#### [TAREFAS A REALIZAR]
(1) Segundo o texto sobre a morte assistida, quem é a autora do prefácio do livro “Morte assistida”?
(2) Reescreva de forma mais breve o parágrafo do texto sobre a morte assistida que começa por “No prefácio, a investigadora”, preservando os factos principais.
(3) Transcreva do texto sobre a morte assistida o trecho entre “Mal sabia a” e “favor e contra.”, inclusive.

#### [TEXTO PARA LEITURA]
______________________________
Mal sabia a jornalista Lucília Galha que o seu livro “Morte assistida”, com prefácio de Maria Filomena Mónica, Oficina do Livro, 2013, estaria na berra em Fevereiro de 2018, a questão da morte assistida parece regressar à Assembleia da República e nos meios de comunicação social iremos assistir à costumada troca de argumentos, a favor e contra.
No prefácio, a investigadora Filomena Mónica abre as hostilidades: “Mais do que a morte, o que nós, homens e mulheres do século XXI tememos é a forma como morremos”. E, mais adiante: “Hoje, a morte acontece quase sempre em enfermarias, nos cuidados intensivos ou em blocos operatórios, perdeu-se o contacto com o médico que calcorreava as ruas, e que nos conhecia há muitos anos. Habituados a viver numa espécie de torre de marfim, têm de se habituar a falar com os doentes e as suas famílias, sobre o fim da vida. Os especialistas devem pronunciar-se sobre o diagnóstico e sobre os tratamentos, mas é a nós, cidadãos, que compete a última palavra”.
______________________________
#### [Entradas da coleção]
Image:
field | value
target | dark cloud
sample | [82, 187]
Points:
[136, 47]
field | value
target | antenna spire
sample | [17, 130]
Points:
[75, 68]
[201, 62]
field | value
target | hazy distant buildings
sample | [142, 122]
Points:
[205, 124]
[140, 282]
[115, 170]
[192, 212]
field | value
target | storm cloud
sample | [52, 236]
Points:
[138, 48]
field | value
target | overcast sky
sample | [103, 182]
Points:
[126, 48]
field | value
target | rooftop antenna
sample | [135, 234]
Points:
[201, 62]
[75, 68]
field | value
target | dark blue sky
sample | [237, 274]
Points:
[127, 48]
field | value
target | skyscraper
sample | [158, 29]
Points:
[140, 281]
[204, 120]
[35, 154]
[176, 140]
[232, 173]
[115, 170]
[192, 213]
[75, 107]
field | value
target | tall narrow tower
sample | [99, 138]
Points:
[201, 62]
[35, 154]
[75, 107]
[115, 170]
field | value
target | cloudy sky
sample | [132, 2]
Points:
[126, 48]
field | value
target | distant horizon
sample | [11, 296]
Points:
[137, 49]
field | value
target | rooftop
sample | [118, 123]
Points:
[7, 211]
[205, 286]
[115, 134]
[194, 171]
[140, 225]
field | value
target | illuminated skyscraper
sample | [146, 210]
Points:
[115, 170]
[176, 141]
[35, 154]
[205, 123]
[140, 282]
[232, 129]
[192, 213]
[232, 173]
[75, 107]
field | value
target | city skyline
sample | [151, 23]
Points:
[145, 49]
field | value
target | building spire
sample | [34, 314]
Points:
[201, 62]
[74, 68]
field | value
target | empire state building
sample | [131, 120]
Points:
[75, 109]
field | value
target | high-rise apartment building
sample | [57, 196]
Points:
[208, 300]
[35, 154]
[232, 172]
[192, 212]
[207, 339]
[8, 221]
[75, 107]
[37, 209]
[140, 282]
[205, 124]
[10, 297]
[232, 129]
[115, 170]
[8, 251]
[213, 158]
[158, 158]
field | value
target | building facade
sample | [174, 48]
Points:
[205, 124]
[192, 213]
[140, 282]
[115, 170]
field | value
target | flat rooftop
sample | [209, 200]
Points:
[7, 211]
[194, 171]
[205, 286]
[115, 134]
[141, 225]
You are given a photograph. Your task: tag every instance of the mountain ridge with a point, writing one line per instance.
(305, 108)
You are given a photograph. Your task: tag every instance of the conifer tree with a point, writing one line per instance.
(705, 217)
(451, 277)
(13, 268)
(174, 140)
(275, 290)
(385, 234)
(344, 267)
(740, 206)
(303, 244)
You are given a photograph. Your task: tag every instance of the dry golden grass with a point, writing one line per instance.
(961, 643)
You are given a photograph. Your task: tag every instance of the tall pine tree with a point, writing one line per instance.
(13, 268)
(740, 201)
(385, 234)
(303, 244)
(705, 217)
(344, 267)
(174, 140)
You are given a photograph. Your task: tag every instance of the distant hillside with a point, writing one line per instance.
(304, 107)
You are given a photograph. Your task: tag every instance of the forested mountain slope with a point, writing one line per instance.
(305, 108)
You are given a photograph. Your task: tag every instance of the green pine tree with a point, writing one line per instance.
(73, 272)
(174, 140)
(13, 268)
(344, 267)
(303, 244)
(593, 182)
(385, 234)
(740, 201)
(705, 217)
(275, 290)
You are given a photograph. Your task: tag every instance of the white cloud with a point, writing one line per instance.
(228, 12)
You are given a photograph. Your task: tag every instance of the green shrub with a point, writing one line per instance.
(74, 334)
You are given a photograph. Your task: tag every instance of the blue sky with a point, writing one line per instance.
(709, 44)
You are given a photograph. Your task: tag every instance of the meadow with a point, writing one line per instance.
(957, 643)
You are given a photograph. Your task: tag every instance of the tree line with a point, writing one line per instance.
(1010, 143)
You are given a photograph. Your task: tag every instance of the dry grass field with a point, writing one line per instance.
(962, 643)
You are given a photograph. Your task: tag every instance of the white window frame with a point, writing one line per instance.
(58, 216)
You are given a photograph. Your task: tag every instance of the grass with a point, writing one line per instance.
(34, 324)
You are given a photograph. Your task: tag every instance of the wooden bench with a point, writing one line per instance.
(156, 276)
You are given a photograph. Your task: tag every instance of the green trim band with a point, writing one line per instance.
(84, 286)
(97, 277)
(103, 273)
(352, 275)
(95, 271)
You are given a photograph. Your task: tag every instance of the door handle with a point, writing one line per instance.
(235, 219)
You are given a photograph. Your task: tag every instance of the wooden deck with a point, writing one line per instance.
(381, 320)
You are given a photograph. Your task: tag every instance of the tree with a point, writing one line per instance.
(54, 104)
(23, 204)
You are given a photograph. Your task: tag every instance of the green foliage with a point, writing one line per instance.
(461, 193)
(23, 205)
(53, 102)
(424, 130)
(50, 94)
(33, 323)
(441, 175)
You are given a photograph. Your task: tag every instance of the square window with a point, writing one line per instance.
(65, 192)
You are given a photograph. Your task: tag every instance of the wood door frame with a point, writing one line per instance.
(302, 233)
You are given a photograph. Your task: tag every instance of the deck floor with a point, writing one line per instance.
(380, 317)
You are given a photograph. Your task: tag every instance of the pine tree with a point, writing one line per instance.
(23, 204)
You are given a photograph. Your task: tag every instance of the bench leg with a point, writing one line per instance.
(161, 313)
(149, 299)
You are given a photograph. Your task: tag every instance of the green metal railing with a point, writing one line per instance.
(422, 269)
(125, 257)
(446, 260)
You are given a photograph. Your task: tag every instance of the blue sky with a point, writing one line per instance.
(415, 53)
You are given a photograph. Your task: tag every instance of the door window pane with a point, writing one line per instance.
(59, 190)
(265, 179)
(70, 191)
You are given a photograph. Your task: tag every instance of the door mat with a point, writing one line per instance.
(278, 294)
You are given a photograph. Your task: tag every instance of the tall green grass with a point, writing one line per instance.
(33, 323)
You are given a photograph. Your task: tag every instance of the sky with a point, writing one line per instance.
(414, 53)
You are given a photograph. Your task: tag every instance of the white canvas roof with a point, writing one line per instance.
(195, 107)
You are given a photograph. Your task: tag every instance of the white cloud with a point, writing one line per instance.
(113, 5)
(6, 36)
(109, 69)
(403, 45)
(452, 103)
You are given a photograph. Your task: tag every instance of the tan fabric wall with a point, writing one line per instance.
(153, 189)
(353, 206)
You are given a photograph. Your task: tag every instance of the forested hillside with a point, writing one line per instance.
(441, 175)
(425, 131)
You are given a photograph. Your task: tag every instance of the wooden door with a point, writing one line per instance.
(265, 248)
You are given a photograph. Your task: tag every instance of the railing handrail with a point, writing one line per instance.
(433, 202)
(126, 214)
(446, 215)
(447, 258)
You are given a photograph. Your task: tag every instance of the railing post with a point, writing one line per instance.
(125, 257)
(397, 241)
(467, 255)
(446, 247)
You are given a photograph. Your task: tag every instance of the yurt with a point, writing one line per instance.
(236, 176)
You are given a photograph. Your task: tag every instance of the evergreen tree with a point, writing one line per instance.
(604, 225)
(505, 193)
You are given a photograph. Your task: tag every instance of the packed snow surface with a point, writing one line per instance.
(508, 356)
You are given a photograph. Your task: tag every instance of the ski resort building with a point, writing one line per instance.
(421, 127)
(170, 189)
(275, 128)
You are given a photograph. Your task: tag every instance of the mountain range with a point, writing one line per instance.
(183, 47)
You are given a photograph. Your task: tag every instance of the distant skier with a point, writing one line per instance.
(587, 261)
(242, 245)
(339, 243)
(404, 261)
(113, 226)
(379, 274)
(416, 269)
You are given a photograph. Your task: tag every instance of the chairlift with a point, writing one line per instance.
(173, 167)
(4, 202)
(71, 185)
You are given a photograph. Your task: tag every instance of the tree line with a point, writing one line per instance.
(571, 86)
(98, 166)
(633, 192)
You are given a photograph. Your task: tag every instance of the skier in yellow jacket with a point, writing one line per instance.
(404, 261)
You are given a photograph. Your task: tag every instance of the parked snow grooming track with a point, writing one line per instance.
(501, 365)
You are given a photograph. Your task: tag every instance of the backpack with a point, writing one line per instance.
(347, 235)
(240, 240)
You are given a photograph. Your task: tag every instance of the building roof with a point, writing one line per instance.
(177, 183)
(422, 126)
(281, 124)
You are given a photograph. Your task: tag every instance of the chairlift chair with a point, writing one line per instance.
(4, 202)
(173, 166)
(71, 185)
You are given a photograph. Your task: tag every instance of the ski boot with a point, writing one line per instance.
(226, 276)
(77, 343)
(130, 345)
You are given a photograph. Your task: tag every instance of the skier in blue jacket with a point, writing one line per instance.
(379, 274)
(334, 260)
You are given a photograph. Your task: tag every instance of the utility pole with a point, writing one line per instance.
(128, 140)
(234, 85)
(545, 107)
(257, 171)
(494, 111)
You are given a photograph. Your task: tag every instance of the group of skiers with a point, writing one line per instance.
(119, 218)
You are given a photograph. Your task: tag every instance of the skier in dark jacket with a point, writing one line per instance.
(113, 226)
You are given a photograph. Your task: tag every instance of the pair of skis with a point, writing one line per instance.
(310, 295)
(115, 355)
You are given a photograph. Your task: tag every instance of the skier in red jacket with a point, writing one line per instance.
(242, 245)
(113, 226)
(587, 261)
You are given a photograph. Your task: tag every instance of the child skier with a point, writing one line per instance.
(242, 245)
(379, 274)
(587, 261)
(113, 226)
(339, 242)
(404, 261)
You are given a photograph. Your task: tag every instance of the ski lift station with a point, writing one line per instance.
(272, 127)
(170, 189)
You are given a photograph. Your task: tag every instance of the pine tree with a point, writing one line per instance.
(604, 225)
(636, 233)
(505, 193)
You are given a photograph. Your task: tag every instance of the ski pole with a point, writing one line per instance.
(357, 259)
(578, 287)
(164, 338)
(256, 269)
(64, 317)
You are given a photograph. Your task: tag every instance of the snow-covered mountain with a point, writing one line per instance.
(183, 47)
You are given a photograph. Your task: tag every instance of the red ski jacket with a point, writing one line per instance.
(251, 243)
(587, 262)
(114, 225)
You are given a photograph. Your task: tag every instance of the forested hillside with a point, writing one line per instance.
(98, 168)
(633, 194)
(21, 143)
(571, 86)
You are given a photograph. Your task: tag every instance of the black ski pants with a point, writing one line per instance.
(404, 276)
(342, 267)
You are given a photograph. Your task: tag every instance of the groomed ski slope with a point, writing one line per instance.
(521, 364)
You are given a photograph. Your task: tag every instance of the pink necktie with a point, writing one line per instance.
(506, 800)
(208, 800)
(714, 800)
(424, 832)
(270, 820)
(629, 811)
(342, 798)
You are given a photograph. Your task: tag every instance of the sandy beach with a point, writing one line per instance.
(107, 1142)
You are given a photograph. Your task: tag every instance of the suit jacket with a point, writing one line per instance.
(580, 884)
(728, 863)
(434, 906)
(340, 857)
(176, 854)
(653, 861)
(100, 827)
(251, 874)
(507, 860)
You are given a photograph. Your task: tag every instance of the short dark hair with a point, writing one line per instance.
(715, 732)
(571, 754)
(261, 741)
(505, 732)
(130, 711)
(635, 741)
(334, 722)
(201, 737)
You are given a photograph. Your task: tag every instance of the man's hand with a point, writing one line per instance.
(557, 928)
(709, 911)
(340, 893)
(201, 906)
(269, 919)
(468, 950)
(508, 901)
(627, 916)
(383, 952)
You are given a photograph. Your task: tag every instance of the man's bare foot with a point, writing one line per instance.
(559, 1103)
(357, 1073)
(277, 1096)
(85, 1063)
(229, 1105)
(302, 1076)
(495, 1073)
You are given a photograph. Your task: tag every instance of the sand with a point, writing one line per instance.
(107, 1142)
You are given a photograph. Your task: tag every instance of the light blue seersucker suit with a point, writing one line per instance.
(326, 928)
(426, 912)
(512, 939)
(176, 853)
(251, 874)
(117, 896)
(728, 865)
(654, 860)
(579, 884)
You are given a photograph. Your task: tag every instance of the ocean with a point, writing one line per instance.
______________________________
#### [RESPOSTAS ÀS TAREFAS]
(1) Maria Filomena Mónica.

(2) No prefácio, Filomena Mónica afirma que, no século XXI, se teme mais a forma como se morre do que a própria morte. Observa que hoje se morre quase sempre em enfermarias, nos cuidados intensivos ou em blocos operatórios, e que se perdeu o contacto com o médico que percorria as ruas e conhecia os doentes há muitos anos. Sustenta que é preciso falar com os doentes e as suas famílias sobre o fim da vida. Aos especialistas cabe pronunciar-se sobre o diagnóstico e os tratamentos, mas a última palavra compete aos cidadãos.

(3)
Mal sabia a jornalista Lucília Galha que o seu livro “Morte assistida”, com prefácio de Maria Filomena Mónica, Oficina do Livro, 2013, estaria na berra em Fevereiro de 2018, a questão da morte assistida parece regressar à Assembleia da República e nos meios de comunicação social iremos assistir à costumada troca de argumentos, a favor e contra.